▸ PROBLEM REQUIREMENTS: Return, word for word, only the lines from the one containing "[locate] water wheel" through the last line of the entries.

========================================

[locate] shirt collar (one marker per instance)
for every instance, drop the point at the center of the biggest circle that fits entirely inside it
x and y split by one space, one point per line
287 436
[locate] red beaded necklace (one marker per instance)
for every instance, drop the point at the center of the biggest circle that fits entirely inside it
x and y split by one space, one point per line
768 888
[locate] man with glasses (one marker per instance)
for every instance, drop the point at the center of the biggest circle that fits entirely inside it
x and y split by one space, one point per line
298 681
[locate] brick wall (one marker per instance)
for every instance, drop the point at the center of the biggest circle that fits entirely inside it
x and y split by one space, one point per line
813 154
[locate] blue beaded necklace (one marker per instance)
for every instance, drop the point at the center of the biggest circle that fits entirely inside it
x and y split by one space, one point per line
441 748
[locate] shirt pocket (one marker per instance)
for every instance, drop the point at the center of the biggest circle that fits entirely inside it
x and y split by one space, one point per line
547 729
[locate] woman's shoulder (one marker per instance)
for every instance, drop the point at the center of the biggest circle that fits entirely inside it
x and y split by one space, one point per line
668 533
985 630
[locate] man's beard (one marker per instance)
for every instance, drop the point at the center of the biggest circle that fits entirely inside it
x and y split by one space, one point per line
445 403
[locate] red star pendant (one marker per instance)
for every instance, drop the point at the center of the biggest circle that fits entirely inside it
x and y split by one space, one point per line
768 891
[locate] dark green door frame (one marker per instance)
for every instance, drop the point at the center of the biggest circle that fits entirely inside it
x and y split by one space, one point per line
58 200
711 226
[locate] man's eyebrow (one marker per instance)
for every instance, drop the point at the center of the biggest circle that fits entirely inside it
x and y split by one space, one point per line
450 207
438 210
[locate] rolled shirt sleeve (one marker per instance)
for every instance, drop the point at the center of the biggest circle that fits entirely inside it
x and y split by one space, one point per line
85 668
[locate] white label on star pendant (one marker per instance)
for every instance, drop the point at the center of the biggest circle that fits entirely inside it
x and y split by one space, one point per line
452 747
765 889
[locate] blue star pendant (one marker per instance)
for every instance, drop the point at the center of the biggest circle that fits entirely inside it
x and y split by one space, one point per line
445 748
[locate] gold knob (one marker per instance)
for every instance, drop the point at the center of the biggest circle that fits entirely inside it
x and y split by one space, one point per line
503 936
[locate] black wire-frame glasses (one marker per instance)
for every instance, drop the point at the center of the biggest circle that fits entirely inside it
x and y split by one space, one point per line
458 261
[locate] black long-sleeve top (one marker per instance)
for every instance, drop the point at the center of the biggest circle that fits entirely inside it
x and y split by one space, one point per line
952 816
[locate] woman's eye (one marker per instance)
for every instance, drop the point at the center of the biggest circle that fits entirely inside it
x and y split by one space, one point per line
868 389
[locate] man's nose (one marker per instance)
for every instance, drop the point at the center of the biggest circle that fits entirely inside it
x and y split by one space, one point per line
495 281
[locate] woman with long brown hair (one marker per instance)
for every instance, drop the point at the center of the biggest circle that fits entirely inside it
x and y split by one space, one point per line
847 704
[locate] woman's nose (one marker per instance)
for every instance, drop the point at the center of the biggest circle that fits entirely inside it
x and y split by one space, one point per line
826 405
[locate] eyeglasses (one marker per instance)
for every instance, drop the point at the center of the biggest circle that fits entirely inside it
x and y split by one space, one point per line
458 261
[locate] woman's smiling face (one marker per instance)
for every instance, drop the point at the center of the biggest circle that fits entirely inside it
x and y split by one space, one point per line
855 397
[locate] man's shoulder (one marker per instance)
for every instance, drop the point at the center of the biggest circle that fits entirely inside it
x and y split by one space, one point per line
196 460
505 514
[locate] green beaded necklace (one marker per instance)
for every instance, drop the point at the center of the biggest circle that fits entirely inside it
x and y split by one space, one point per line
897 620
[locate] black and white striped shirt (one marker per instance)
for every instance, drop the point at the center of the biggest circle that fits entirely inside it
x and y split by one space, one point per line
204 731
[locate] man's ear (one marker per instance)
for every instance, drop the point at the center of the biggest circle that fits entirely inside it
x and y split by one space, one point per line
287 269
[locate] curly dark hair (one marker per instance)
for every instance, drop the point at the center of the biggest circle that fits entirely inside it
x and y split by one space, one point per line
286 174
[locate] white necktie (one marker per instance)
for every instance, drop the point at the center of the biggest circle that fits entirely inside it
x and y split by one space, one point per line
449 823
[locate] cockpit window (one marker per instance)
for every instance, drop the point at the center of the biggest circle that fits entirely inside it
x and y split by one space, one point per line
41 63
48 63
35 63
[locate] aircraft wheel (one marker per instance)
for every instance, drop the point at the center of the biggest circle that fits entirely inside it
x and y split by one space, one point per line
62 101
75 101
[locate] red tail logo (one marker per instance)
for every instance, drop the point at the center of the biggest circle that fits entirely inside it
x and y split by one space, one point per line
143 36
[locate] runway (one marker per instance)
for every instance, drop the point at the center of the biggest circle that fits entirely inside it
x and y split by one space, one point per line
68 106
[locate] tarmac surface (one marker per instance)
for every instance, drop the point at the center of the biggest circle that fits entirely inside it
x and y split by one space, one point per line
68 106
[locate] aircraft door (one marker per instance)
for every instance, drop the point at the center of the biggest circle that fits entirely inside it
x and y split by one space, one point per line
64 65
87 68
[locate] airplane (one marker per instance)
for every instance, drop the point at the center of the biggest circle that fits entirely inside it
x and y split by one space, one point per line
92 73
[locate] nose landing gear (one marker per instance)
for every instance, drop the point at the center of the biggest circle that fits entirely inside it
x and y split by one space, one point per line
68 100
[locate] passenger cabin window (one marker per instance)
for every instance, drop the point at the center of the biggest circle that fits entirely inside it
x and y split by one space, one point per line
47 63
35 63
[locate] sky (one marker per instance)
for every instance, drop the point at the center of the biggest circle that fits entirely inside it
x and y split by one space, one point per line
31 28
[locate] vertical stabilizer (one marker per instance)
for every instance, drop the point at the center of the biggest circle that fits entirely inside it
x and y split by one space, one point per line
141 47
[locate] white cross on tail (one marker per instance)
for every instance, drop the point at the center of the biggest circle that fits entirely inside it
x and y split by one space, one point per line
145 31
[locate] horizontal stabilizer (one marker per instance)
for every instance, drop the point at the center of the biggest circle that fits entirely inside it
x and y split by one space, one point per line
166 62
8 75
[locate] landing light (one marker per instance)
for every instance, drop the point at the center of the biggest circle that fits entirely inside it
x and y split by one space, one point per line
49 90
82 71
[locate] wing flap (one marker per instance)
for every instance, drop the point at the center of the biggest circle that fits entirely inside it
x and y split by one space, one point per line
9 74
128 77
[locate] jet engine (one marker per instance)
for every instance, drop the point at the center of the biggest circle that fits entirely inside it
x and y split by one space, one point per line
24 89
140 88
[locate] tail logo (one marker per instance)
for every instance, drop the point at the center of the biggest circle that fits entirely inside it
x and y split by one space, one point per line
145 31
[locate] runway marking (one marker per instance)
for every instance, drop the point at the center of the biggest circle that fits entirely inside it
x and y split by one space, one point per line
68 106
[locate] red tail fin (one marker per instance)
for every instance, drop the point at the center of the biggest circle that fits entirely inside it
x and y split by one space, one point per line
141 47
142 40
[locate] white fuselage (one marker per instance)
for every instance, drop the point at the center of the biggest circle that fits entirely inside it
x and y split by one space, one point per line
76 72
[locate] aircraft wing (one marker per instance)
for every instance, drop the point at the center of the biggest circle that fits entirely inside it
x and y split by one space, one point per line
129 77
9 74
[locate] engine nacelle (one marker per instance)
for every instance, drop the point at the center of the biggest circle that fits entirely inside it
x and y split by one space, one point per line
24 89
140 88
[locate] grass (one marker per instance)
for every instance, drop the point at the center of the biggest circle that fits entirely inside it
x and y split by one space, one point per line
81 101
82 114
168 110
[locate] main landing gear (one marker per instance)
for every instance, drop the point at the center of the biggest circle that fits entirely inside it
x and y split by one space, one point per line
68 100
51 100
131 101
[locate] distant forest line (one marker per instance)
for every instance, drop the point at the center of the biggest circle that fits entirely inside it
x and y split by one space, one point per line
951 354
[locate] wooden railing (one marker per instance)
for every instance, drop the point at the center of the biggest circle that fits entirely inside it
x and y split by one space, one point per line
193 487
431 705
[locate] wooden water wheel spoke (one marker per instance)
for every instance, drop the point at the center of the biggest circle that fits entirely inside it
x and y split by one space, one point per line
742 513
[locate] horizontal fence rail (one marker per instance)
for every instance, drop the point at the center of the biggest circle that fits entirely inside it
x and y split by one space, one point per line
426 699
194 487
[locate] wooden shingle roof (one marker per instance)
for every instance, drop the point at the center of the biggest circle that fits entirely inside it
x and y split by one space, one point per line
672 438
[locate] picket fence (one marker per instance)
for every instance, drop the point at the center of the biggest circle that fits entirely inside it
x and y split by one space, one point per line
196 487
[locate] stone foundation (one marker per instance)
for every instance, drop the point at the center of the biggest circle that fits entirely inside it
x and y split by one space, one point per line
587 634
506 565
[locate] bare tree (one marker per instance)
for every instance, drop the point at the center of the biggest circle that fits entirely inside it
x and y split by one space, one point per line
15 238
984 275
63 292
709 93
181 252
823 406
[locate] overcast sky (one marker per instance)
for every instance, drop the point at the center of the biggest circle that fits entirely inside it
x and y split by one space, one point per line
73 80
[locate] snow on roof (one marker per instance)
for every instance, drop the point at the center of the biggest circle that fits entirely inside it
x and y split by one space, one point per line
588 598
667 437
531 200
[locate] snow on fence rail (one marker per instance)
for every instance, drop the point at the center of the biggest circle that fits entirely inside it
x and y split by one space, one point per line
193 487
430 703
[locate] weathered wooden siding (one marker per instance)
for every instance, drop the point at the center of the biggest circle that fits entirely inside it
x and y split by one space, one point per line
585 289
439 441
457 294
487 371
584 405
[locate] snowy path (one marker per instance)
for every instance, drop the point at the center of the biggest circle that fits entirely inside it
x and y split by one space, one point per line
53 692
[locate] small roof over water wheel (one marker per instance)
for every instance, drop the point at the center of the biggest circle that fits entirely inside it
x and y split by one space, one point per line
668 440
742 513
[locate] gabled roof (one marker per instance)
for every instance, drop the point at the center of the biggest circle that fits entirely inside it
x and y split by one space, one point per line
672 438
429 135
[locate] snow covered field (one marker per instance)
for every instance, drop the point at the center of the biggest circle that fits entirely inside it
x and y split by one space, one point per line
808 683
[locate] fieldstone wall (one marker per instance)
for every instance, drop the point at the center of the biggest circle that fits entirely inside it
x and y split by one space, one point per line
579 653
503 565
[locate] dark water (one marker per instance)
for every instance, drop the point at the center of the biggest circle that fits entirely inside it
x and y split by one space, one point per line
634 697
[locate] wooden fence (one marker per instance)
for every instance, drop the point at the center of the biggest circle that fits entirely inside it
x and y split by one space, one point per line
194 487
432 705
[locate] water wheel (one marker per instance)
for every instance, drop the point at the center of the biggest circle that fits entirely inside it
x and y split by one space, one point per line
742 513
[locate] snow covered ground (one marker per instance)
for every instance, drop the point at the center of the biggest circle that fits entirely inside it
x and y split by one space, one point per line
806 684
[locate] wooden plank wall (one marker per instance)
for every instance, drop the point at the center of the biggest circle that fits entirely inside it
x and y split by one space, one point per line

========================================

▸ REPLY TO THE TASK:
[locate] water wheel (one marker per instance)
for every instance, drop the point at the center of the biggest circle that fits entirely inside it
x and y split by one space, one point per line
742 513
[locate] snow covered ground (one marker per instance)
for every instance, drop the point at the center of the biggest circle that fits entirely inside it
x and y split by one space, one point per line
806 684
[locate] wooden plank wall (one marker per instance)
for every instance, drop the point at the center of the biggest circle that fits entirely inside it
x and y split by one space, one point per line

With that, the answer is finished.